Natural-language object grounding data
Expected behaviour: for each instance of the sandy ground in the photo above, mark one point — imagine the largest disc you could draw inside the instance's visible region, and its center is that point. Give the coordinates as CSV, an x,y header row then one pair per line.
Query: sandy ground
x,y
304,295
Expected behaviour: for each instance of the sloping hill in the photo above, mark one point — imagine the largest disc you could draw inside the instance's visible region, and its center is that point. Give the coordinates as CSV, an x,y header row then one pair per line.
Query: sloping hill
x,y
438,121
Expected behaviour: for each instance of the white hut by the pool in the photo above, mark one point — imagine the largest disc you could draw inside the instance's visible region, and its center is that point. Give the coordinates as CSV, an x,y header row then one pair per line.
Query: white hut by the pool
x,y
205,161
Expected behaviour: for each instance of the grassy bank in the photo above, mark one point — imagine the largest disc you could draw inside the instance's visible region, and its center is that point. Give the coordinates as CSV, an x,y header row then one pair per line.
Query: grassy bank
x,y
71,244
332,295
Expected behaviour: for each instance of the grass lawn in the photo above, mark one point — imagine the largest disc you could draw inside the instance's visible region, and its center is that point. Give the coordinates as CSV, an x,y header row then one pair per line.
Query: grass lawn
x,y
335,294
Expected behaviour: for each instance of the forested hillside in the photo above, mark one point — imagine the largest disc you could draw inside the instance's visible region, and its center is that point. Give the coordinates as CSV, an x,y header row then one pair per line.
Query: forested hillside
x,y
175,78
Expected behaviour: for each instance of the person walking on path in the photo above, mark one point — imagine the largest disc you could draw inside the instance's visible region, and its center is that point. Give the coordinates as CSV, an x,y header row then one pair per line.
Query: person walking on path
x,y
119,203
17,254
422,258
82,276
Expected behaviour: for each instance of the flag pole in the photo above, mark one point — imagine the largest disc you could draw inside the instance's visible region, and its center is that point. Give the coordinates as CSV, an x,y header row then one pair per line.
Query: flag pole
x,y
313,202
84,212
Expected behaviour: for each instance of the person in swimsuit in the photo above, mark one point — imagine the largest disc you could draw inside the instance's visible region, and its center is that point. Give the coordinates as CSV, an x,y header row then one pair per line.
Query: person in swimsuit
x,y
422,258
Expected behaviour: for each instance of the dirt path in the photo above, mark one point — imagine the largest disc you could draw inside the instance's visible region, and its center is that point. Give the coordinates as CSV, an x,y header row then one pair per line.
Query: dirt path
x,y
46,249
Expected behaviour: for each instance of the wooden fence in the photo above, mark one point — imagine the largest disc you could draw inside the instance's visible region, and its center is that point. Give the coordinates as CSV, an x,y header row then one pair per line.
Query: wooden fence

* _ABOUT THIS TASK_:
Exactly the lines from the one containing "Expected behaviour: for each instance of the wooden" through the end of the records above are to be printed, and no others.

* _SOLUTION_:
Expected behaviour: for each instance of the wooden fence in the photo above, mark one point — imagine the largest disc you could draw inside the instance's visible region, and its center is that point. Give the coordinates as CSV, an x,y header row then one pair per line.
Query: wooden fence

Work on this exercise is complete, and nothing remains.